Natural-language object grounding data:
= = = = =
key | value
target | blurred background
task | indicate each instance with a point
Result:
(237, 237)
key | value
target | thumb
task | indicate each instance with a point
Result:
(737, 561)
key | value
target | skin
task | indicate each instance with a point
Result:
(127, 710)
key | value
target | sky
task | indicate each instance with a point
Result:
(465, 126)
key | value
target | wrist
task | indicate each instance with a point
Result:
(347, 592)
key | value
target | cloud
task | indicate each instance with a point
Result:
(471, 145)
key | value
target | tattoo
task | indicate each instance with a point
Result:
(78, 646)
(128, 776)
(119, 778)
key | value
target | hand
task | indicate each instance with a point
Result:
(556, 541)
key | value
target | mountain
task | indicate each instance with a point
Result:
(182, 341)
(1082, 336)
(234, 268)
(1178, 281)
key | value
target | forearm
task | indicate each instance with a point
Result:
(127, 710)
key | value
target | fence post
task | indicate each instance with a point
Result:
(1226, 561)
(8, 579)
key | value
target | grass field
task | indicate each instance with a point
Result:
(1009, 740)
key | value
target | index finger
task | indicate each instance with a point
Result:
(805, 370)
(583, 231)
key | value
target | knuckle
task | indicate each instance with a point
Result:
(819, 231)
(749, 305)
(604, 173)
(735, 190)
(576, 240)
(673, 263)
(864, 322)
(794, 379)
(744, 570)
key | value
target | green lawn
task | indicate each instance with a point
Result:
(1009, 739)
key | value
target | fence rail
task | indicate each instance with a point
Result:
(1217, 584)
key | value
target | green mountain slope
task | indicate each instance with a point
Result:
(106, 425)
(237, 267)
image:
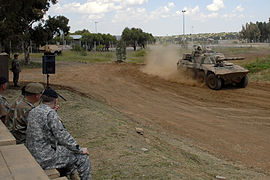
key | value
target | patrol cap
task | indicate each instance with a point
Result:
(49, 92)
(3, 80)
(35, 88)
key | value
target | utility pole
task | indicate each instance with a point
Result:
(96, 33)
(183, 11)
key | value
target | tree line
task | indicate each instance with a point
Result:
(17, 22)
(22, 23)
(256, 32)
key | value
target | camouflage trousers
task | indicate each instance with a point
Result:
(70, 161)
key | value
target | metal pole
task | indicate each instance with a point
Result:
(183, 11)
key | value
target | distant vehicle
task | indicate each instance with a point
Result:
(51, 50)
(213, 69)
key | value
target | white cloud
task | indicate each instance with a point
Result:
(216, 5)
(189, 11)
(134, 14)
(94, 7)
(141, 15)
(239, 8)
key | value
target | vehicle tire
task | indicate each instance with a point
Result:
(213, 82)
(201, 77)
(244, 82)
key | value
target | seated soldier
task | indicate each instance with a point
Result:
(50, 143)
(4, 105)
(17, 116)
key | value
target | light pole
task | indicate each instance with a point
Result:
(95, 43)
(96, 26)
(183, 11)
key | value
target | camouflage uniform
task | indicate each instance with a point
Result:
(17, 119)
(51, 144)
(16, 69)
(4, 107)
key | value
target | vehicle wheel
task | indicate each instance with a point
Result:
(244, 81)
(213, 82)
(201, 77)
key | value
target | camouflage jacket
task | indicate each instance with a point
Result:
(17, 119)
(10, 113)
(4, 107)
(46, 135)
(15, 66)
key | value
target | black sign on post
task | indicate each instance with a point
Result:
(48, 64)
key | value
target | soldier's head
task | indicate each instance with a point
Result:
(49, 97)
(3, 84)
(33, 92)
(16, 56)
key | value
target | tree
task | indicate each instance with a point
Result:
(135, 36)
(19, 16)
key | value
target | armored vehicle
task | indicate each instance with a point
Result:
(51, 50)
(213, 69)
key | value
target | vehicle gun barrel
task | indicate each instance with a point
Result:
(233, 58)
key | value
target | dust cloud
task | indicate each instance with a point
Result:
(162, 61)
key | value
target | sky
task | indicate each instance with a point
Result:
(161, 17)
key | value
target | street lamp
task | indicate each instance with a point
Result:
(183, 11)
(96, 26)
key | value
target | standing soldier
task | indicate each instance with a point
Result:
(16, 69)
(17, 116)
(121, 51)
(50, 143)
(4, 106)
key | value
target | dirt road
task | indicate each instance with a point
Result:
(231, 123)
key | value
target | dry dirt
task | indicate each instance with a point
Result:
(231, 123)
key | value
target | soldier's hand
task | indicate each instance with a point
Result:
(85, 151)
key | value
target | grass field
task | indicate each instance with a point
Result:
(257, 58)
(89, 57)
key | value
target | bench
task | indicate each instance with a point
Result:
(18, 164)
(6, 138)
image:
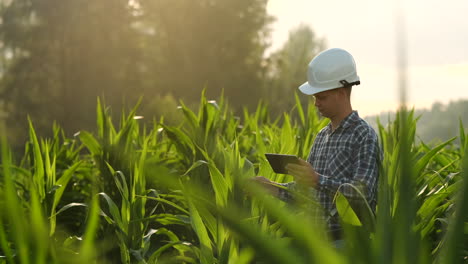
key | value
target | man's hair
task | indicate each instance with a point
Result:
(348, 90)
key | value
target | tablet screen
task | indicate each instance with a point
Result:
(278, 162)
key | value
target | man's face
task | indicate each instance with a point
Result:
(327, 102)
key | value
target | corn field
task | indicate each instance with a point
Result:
(134, 193)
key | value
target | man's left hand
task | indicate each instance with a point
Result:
(303, 172)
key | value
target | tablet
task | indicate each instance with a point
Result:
(278, 162)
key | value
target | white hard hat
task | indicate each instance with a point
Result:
(330, 69)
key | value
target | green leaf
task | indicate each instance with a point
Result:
(91, 143)
(345, 210)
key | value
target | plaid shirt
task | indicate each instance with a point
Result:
(348, 155)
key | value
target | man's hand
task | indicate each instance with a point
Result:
(266, 184)
(303, 173)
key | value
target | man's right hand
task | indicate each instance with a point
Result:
(267, 185)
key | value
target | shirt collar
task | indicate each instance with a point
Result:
(346, 122)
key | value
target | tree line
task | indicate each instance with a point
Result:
= = = = =
What the task asks: Whichever lines of the records above hold the word "pole" should all be copied out.

Finished task:
target | utility pole
target | metal pole
target | light pole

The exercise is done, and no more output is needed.